→ GIVEN RECORDS:
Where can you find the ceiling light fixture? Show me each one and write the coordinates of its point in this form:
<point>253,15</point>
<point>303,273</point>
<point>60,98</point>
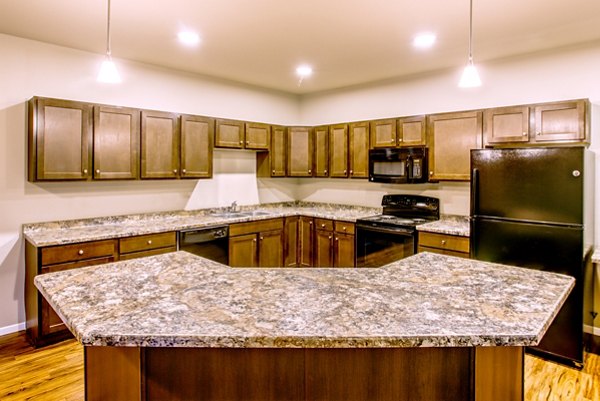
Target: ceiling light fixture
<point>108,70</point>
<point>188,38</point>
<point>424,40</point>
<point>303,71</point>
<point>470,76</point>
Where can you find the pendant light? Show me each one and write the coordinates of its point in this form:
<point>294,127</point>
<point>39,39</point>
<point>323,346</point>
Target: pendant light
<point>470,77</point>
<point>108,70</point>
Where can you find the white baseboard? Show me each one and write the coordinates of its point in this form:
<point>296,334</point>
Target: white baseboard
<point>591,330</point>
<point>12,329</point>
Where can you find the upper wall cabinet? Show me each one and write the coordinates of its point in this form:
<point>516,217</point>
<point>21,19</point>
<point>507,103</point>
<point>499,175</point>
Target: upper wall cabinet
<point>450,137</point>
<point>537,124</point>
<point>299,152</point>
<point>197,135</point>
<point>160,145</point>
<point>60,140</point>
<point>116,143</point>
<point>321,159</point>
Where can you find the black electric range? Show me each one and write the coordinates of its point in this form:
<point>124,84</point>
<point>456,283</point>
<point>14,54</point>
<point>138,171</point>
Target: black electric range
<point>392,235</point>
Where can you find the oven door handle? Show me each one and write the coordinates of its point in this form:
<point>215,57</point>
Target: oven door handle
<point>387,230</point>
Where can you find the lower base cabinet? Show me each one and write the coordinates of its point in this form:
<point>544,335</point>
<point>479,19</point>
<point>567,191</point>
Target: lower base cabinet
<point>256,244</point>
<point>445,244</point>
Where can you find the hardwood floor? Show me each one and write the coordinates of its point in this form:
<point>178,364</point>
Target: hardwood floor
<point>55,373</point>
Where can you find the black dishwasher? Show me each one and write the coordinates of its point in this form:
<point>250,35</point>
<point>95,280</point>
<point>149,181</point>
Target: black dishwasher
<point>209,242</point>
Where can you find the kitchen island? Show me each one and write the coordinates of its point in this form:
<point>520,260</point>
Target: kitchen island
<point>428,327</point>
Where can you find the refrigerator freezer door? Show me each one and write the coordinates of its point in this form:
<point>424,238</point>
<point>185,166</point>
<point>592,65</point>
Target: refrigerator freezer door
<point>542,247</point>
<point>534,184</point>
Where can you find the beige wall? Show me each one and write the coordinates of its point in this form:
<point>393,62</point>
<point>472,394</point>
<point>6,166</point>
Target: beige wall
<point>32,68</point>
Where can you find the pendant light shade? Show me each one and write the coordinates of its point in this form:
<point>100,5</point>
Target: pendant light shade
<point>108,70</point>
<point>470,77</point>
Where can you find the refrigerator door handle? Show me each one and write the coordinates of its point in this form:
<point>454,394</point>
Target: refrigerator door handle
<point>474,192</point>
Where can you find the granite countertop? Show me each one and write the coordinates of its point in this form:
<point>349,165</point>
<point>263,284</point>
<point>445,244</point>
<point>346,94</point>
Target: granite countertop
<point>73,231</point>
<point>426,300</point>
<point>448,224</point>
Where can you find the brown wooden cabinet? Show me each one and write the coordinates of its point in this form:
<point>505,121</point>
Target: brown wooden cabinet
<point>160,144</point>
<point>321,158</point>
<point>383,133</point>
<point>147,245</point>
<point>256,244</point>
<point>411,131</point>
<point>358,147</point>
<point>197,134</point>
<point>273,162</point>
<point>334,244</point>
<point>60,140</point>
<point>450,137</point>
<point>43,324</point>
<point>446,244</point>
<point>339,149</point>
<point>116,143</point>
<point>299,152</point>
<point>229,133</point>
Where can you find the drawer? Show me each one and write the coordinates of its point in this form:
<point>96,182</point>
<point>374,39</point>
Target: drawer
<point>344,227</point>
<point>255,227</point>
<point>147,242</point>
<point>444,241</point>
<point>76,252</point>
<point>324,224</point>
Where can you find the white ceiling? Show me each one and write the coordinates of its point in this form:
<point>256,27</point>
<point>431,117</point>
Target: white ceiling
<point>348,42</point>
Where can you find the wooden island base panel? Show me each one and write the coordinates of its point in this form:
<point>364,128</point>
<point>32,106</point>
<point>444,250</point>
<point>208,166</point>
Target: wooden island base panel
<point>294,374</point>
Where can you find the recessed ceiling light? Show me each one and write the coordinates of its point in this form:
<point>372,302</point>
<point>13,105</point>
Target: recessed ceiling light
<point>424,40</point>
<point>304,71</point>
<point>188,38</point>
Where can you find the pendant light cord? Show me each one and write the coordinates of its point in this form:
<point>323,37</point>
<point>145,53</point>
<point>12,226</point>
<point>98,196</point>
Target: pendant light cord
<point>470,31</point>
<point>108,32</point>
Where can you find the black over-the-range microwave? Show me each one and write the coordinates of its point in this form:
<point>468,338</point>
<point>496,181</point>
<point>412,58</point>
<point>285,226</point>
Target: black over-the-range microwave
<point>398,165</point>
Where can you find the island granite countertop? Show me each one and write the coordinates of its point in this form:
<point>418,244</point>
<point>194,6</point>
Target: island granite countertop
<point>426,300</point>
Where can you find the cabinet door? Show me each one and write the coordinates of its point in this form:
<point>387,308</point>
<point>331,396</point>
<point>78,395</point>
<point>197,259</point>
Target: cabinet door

→ EXERCISE OBJECTIVE: Pictures are not part of the copy; reproduce everything else in the records exactly.

→ TASK RESULT:
Where can you find the ceiling light fixture? Show me each one and write the coordinates of its point in this form:
<point>253,15</point>
<point>303,273</point>
<point>60,98</point>
Target: ceiling light fixture
<point>108,70</point>
<point>188,38</point>
<point>424,40</point>
<point>303,71</point>
<point>470,76</point>
Where can you find the pendant light? Show me each one and write the coordinates of its point in this form:
<point>294,127</point>
<point>39,39</point>
<point>323,346</point>
Target: pendant light
<point>470,77</point>
<point>108,70</point>
Where can you find the white baseboard? Show me each one and write the coordinates of its point in this form:
<point>296,334</point>
Target: white baseboard
<point>591,330</point>
<point>12,329</point>
Where can you find the upper wall cabinet? Show me each one and write the coordinates of its point in this form:
<point>516,217</point>
<point>21,19</point>
<point>507,103</point>
<point>499,175</point>
Target: upper wall cabinet
<point>450,137</point>
<point>537,124</point>
<point>299,152</point>
<point>197,135</point>
<point>160,145</point>
<point>60,140</point>
<point>116,143</point>
<point>321,159</point>
Where can you find the black electric range? Show me each one and write the coordinates of its point in this form:
<point>124,84</point>
<point>456,283</point>
<point>14,54</point>
<point>138,171</point>
Target: black electric range
<point>392,235</point>
Where can you find the oven door handle? Show me each one and write the coordinates of its point in this form:
<point>215,57</point>
Target: oven door handle
<point>387,230</point>
Where can you find the lower base cabinet? Show me each one and write the coordinates of its point in this form:
<point>544,335</point>
<point>479,19</point>
<point>567,191</point>
Target: lower base cabinet
<point>256,244</point>
<point>445,244</point>
Where can you find the hardwood floor? Show me each one and write the coordinates of its point in this form:
<point>178,364</point>
Target: hardwood floor
<point>55,373</point>
Where can you find the black dishwasher? Show me each one and write the coordinates of its point in this form:
<point>250,35</point>
<point>95,280</point>
<point>149,181</point>
Target: black dishwasher
<point>209,242</point>
Where can you find the kitchen island? Show me each one and write the coordinates of its point in this form:
<point>520,260</point>
Target: kitchen island
<point>428,327</point>
Where can you find the refrigerator freezer door? Show me each one and write the coordinates of its point in this form:
<point>424,238</point>
<point>185,166</point>
<point>592,65</point>
Target: refrigerator freezer door
<point>542,247</point>
<point>534,184</point>
Where can you find the beige wall? Show me each one and write the coordinates of its point in this form:
<point>393,62</point>
<point>472,394</point>
<point>6,166</point>
Target: beige wall
<point>32,68</point>
Where can you find the pendant light shade? Show me each one and write the coordinates of its point in this form:
<point>100,5</point>
Target: pendant light shade
<point>108,70</point>
<point>470,77</point>
Where can you find the refrigerator door handle? Show me each one and write the coordinates of its point in this form:
<point>454,394</point>
Target: refrigerator door handle
<point>474,192</point>
Where can you find the granite countertop? Show me each one and write the coordinates of its point in this form:
<point>349,165</point>
<point>263,284</point>
<point>445,244</point>
<point>346,94</point>
Target: granite countertop
<point>73,231</point>
<point>426,300</point>
<point>448,224</point>
Where can you find the brown wooden cabinet? Show me each one and write the coordinates of its point in this form:
<point>505,121</point>
Target: brown wooden cabinet
<point>160,144</point>
<point>321,158</point>
<point>383,133</point>
<point>147,245</point>
<point>256,244</point>
<point>411,131</point>
<point>358,147</point>
<point>197,134</point>
<point>273,162</point>
<point>334,244</point>
<point>60,140</point>
<point>450,137</point>
<point>43,324</point>
<point>446,244</point>
<point>339,149</point>
<point>116,143</point>
<point>299,152</point>
<point>229,133</point>
Where can you find the drawer? Show me each one and write the coordinates of its point in this form:
<point>96,182</point>
<point>374,39</point>
Target: drawer
<point>344,227</point>
<point>255,227</point>
<point>147,242</point>
<point>444,241</point>
<point>76,252</point>
<point>324,224</point>
Where can you find the white ceiling? Show me each one and write the coordinates of its point in this form:
<point>256,27</point>
<point>431,117</point>
Target: white ceiling
<point>348,42</point>
Where can you find the wooden island base panel? Show me each one and write the coordinates of its point in this form:
<point>364,128</point>
<point>32,106</point>
<point>444,250</point>
<point>208,166</point>
Target: wooden island base panel
<point>294,374</point>
Where can you find the recessed ceiling light? Show me each one and write the coordinates of its point in this form:
<point>372,302</point>
<point>13,105</point>
Target: recessed ceiling light
<point>424,40</point>
<point>304,71</point>
<point>188,38</point>
Where can you find the pendant light cord? Show me each one and write the coordinates of its point in this form:
<point>323,37</point>
<point>145,53</point>
<point>12,226</point>
<point>98,196</point>
Target: pendant light cord
<point>470,31</point>
<point>108,32</point>
Where can you find the black over-the-range microwave? Show me each one and write the coordinates of its point in this form:
<point>468,338</point>
<point>496,181</point>
<point>412,58</point>
<point>285,226</point>
Target: black over-the-range microwave
<point>398,165</point>
Where can you find the island granite countertop? Show me each one and write the coordinates of its point in this form:
<point>418,244</point>
<point>194,6</point>
Target: island granite countertop
<point>426,300</point>
Where can you find the cabinet door? Show me each one and write the coordinates of its point in this form:
<point>387,308</point>
<point>331,396</point>
<point>78,395</point>
<point>197,259</point>
Target: cabinet door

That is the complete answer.